### [PAGE EXCERPT]
▼▼▼

Joe M: I would say cost is a factor, but you know any
recreational sport is expensive, look at Golf for example. You have to
buy the equipment then if you want to play at any decent course, it is
going to cost you a lot of money. It is a factor, but there are more
economical ways to shoot. You can buy a used shotgun. Invest in some
used equipment, learn to reload. And a round of Skeet or a round of Trap
, I don’t think is much more than bowling. The biggest expense after the
shotgun is the ammo.
It is a factor, but thats not really going to change. I would not say
it’s like being a polo player or something like that.
SGW: Are you a gun collector, or do you mainly buy guns that you
plan on shooting a lot?
Joe M: My guns are pretty much shooting guns. I don’t have a
shotgun today that I would not take out and shoot. I don’t have any
antique shotguns or anything like that. I have plenty of other antique
firearms. My shotguns are mainly for shooting. Maybe down the line if I
had the time and space I might get in to the collecting part of it. I
think of guns more as working implements or tools. So when I am
impressed by a shotgun it is something more that I am anxious to shoot
as opposed to something to put away.
SGW: What are your main shooting shotguns?
Joe M: My main shooting shotguns are Beretta O/Us, I have
Sporting Clay ones that are designated for Sporting Clays, some what,
but they can be used for other sports depending on how I choke them, but
my main gun is a Beretta Super Sport, and then I have a Browning Trap
gun with the high rib. I also have a Winchester pump and I have a
Remington 1100, Charles Daly in 28 GA and a Charles Daly in 12GA.

▲▲▲

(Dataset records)

▼▼▼

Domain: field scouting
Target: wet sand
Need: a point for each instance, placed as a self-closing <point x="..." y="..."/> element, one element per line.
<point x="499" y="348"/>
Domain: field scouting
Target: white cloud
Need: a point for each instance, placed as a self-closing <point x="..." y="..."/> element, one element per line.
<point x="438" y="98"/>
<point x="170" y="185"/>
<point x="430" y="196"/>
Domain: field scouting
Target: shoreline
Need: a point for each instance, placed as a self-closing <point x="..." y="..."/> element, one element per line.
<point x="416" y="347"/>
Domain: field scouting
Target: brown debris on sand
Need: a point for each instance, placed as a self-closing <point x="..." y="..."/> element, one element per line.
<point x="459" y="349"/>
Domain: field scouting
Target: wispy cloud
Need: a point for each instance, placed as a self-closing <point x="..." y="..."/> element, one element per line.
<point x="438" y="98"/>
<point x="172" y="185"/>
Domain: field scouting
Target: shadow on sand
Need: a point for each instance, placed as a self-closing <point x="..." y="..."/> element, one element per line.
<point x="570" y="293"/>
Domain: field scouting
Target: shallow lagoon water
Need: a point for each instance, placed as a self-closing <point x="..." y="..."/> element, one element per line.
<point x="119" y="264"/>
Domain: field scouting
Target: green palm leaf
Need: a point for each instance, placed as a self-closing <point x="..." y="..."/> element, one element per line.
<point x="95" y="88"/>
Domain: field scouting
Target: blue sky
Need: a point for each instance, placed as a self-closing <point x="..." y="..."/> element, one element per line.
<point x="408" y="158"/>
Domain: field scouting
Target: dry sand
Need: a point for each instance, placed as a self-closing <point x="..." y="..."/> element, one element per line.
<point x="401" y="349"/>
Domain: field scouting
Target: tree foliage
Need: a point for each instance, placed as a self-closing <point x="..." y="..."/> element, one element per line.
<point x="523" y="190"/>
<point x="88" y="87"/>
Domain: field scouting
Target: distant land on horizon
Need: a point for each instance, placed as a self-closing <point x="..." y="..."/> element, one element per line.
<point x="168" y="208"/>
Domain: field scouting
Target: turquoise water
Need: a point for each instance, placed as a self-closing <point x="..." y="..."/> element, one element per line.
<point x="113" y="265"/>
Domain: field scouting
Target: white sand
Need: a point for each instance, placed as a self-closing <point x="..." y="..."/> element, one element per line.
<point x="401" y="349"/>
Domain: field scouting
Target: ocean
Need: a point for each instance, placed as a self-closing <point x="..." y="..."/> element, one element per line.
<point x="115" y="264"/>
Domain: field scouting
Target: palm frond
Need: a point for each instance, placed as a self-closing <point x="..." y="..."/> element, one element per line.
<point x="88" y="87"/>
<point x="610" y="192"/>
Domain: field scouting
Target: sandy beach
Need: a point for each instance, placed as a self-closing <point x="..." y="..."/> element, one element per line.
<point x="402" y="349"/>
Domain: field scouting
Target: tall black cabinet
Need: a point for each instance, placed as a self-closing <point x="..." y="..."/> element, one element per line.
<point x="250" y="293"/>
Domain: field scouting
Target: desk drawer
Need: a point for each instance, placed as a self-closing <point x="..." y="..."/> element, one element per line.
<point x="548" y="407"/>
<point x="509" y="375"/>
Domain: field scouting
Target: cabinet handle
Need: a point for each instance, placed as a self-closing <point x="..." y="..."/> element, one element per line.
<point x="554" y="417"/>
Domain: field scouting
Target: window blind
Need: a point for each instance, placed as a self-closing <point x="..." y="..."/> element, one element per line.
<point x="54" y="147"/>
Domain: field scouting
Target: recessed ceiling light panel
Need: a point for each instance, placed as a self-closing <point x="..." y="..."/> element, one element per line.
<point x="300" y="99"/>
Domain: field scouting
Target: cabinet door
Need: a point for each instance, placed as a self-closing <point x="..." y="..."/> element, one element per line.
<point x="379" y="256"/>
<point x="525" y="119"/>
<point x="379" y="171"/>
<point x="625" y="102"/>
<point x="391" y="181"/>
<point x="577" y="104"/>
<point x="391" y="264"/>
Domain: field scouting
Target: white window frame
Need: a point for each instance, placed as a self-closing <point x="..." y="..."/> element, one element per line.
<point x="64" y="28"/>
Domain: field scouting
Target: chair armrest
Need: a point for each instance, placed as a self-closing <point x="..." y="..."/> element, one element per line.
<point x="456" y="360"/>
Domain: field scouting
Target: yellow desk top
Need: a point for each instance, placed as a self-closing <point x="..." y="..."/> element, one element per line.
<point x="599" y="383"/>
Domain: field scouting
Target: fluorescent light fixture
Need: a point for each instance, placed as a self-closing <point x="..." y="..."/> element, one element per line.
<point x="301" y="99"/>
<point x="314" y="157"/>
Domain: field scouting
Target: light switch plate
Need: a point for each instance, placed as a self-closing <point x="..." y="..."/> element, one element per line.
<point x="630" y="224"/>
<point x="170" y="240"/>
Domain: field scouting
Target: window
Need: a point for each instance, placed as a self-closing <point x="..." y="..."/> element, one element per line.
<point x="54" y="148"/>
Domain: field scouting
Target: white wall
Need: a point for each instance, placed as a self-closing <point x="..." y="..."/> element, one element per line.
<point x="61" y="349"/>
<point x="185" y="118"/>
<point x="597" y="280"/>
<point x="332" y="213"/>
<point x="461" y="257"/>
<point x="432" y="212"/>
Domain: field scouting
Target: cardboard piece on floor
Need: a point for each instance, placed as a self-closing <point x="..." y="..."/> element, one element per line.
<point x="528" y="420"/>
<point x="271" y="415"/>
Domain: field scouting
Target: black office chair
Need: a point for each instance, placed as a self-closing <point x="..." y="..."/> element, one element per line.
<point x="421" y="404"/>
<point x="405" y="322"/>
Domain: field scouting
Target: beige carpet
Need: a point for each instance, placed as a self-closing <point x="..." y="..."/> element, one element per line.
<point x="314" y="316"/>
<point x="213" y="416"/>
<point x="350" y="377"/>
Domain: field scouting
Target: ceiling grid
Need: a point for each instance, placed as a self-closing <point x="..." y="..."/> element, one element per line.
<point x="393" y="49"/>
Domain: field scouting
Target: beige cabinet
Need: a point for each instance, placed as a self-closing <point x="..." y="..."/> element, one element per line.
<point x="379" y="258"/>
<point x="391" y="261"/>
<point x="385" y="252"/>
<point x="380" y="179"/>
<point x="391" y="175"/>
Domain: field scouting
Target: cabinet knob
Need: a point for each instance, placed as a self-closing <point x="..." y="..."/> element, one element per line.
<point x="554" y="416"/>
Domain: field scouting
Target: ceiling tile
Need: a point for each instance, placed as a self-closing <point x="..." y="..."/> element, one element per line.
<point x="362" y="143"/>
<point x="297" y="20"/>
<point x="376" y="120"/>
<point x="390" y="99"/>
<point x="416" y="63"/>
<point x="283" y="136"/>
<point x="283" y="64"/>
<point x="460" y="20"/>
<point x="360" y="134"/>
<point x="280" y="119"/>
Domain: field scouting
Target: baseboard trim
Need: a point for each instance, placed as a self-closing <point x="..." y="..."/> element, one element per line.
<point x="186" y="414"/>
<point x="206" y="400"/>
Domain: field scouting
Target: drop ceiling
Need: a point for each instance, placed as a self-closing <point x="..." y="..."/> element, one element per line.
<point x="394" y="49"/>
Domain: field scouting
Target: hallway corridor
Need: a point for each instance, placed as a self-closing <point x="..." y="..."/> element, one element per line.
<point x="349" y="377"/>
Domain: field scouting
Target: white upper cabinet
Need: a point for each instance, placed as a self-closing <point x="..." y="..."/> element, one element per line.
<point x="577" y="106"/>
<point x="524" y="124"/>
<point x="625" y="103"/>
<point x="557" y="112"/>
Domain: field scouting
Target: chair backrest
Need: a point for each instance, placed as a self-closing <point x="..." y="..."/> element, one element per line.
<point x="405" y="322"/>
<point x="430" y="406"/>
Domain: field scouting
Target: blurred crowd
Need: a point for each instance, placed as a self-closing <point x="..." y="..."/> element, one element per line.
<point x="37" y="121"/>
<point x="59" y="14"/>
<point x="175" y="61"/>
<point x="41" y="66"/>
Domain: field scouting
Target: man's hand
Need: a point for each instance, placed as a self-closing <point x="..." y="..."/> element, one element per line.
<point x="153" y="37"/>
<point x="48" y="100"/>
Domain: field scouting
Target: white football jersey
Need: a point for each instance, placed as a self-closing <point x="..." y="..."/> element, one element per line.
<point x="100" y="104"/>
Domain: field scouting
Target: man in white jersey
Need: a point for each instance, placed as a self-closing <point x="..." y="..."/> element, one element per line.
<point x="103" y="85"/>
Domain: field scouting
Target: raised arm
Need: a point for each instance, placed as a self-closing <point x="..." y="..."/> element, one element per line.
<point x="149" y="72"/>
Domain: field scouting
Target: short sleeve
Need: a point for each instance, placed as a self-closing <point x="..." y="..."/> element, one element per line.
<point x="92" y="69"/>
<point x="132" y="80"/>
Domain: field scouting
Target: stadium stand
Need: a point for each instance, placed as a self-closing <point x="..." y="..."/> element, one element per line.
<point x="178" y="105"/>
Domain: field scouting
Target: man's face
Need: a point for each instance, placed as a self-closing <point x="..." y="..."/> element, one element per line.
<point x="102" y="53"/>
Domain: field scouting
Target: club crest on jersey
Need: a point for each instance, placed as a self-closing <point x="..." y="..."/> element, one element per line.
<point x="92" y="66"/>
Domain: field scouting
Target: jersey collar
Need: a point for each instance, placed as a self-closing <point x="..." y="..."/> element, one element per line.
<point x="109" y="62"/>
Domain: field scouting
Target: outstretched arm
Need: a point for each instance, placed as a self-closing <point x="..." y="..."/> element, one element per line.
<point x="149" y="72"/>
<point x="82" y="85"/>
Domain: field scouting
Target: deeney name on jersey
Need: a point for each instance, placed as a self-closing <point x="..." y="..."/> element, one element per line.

▲▲▲

### [EXERCISE]
Print the whole shotgun interview above, word for word.

### [RESPONSE]
Joe M: I would say cost is a factor, but you know any
recreational sport is expensive, look at Golf for example. You have to
buy the equipment then if you want to play at any decent course, it is
going to cost you a lot of money. It is a factor, but there are more
economical ways to shoot. You can buy a used shotgun. Invest in some
used equipment, learn to reload. And a round of Skeet or a round of Trap
, I don’t think is much more than bowling. The biggest expense after the
shotgun is the ammo.
It is a factor, but thats not really going to change. I would not say
it’s like being a polo player or something like that.
SGW: Are you a gun collector, or do you mainly buy guns that you
plan on shooting a lot?
Joe M: My guns are pretty much shooting guns. I don’t have a
shotgun today that I would not take out and shoot. I don’t have any
antique shotguns or anything like that. I have plenty of other antique
firearms. My shotguns are mainly for shooting. Maybe down the line if I
had the time and space I might get in to the collecting part of it. I
think of guns more as working implements or tools. So when I am
impressed by a shotgun it is something more that I am anxious to shoot
as opposed to something to put away.
SGW: What are your main shooting shotguns?
Joe M: My main shooting shotguns are Beretta O/Us, I have
Sporting Clay ones that are designated for Sporting Clays, some what,
but they can be used for other sports depending on how I choke them, but
my main gun is a Beretta Super Sport, and then I have a Browning Trap
gun with the high rib. I also have a Winchester pump and I have a
Remington 1100, Charles Daly in 28 GA and a Charles Daly in 12GA.